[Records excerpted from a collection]
++++++++++++++++++++

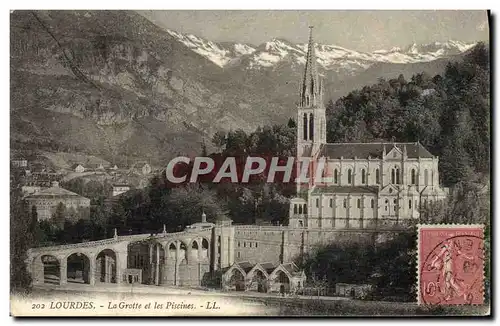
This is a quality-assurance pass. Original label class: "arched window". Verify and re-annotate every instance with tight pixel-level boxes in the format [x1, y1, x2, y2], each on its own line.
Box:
[309, 113, 314, 140]
[302, 113, 307, 140]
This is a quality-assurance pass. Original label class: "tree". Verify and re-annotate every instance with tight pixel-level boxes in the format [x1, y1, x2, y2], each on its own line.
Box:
[10, 175, 34, 292]
[212, 131, 226, 151]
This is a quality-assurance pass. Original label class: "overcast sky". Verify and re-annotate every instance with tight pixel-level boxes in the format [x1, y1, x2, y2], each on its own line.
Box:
[141, 10, 488, 51]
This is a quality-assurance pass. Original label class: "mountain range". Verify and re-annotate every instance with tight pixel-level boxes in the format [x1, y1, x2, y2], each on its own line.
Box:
[10, 11, 480, 165]
[167, 30, 475, 74]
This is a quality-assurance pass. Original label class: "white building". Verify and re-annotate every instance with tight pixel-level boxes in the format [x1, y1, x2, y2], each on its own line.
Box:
[289, 28, 448, 229]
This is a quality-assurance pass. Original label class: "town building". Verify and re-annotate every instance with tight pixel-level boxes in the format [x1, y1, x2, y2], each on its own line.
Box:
[25, 181, 90, 221]
[11, 156, 28, 168]
[28, 28, 447, 296]
[111, 184, 130, 197]
[132, 162, 152, 175]
[71, 163, 85, 173]
[289, 29, 448, 229]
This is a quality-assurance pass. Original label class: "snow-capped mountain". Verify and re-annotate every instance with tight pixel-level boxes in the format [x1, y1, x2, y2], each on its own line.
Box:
[168, 30, 475, 72]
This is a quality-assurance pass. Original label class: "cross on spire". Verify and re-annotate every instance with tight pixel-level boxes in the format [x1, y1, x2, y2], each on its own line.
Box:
[300, 25, 321, 107]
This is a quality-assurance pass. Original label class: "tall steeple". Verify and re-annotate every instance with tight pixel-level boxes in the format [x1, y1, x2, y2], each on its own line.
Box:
[300, 26, 323, 107]
[297, 26, 326, 191]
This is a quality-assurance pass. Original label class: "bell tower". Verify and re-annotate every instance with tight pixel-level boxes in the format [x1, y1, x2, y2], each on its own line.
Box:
[297, 26, 326, 157]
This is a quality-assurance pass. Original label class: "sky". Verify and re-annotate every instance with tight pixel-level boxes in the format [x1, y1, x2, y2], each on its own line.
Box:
[140, 10, 488, 51]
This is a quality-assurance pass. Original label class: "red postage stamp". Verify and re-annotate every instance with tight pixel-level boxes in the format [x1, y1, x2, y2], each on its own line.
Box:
[417, 225, 484, 305]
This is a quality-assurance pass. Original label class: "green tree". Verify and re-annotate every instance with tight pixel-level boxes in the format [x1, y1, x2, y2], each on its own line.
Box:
[212, 131, 226, 151]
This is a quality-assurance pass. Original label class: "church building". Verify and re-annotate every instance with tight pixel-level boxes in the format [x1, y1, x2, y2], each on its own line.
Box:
[289, 28, 448, 229]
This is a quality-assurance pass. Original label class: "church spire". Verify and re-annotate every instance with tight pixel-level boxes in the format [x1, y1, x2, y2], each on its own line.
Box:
[300, 26, 322, 107]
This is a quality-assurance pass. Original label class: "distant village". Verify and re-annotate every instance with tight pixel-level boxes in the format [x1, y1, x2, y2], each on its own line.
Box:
[11, 156, 158, 221]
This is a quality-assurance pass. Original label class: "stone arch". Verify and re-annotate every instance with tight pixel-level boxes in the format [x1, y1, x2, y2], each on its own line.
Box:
[226, 265, 246, 291]
[65, 252, 94, 284]
[188, 239, 200, 259]
[247, 264, 269, 293]
[411, 168, 417, 185]
[39, 254, 61, 284]
[247, 264, 269, 279]
[178, 240, 191, 261]
[96, 248, 118, 283]
[165, 241, 177, 259]
[269, 265, 292, 293]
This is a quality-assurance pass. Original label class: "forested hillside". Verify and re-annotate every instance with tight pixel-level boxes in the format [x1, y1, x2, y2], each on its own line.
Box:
[327, 44, 490, 186]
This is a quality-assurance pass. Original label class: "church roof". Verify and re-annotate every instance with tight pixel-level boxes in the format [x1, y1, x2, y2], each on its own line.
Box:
[319, 142, 434, 159]
[312, 186, 379, 195]
[26, 186, 87, 199]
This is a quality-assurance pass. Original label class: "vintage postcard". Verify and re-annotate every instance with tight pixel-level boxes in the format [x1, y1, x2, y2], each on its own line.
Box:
[9, 10, 492, 317]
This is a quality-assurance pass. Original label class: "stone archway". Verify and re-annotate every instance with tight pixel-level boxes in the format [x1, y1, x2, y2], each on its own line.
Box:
[96, 249, 117, 283]
[66, 252, 91, 284]
[228, 268, 245, 291]
[273, 270, 290, 294]
[40, 255, 61, 284]
[250, 270, 267, 293]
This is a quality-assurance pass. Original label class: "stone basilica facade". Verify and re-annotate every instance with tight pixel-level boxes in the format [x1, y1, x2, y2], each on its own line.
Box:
[26, 28, 447, 292]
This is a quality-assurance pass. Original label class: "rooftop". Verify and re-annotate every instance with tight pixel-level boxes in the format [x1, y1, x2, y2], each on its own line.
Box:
[319, 142, 434, 159]
[26, 183, 87, 199]
[312, 186, 379, 194]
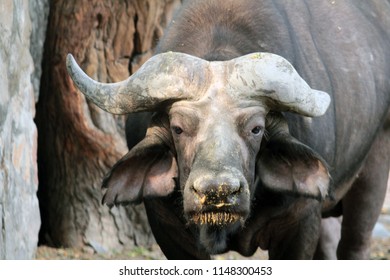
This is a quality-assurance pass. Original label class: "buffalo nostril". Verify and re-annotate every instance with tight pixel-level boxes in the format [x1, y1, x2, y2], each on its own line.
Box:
[191, 177, 241, 208]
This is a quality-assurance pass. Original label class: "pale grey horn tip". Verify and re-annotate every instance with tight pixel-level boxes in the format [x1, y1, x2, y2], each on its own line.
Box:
[310, 89, 331, 117]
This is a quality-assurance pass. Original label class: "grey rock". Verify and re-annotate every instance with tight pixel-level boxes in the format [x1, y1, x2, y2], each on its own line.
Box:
[0, 0, 48, 259]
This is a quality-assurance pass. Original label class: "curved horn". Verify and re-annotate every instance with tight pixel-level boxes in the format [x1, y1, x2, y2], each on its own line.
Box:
[228, 53, 330, 117]
[66, 52, 209, 114]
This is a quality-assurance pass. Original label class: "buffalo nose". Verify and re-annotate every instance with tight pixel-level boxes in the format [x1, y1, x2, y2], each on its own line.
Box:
[193, 176, 241, 207]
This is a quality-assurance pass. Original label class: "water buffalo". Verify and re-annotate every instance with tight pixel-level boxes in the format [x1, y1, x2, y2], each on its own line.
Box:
[67, 0, 390, 259]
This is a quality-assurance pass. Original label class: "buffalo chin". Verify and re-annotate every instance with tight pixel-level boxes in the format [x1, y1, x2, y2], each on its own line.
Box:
[191, 212, 243, 227]
[199, 221, 242, 255]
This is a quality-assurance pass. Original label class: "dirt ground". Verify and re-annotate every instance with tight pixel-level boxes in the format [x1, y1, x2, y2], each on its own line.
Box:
[36, 238, 390, 260]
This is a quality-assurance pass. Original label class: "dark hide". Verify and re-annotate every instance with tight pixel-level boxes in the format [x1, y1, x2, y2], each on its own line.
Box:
[103, 0, 390, 259]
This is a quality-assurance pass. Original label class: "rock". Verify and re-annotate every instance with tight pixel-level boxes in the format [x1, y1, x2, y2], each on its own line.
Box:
[0, 0, 48, 259]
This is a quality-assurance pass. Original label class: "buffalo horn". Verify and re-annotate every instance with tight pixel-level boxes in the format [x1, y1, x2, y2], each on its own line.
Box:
[227, 53, 330, 117]
[66, 52, 209, 114]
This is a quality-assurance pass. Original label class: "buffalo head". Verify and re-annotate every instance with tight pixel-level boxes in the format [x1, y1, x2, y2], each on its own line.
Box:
[67, 52, 330, 253]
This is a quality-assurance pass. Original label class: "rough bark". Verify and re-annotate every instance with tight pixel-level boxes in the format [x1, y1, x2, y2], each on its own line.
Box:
[0, 0, 40, 259]
[36, 0, 179, 250]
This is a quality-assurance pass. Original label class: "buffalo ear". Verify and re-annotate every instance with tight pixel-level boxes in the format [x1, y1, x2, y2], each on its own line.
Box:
[256, 133, 330, 200]
[102, 114, 178, 207]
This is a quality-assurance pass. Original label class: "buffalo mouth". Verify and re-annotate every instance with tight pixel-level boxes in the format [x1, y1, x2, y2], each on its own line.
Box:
[191, 212, 243, 226]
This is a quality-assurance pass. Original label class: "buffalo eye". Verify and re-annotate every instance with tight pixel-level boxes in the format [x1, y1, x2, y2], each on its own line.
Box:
[251, 125, 262, 135]
[172, 126, 183, 135]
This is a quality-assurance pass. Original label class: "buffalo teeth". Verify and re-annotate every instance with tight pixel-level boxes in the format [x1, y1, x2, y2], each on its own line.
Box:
[192, 212, 240, 225]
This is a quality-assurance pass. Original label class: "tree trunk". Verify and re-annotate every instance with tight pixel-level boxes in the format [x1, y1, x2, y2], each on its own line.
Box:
[36, 0, 180, 250]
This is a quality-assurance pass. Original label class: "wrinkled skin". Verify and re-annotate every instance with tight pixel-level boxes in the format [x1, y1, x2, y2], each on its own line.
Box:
[76, 0, 390, 259]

++++++++++++++++++++

— Task instructions —
Pull out every line of the entries above that contains the word "tree", and list those lines.

— Reply —
This is a quality-assurance pass. Original label class: "tree". Verify and re-annotate every instance with tight pixel-level boxes in the format [x1, y1, x2, y2], each on its own line.
This is a quality-assurance pass. Original label class: "green tree". Verify and re-annotate every instance with tight pixel-level boxes in the format [x1, y1, x2, y2], each on its own line.
This is a quality-assurance pass. Original label class: "tree trunk". Verify and re-annotate every instance with tight pixel-level boxes in the format [x1, y1, x2, y2], each on its own line.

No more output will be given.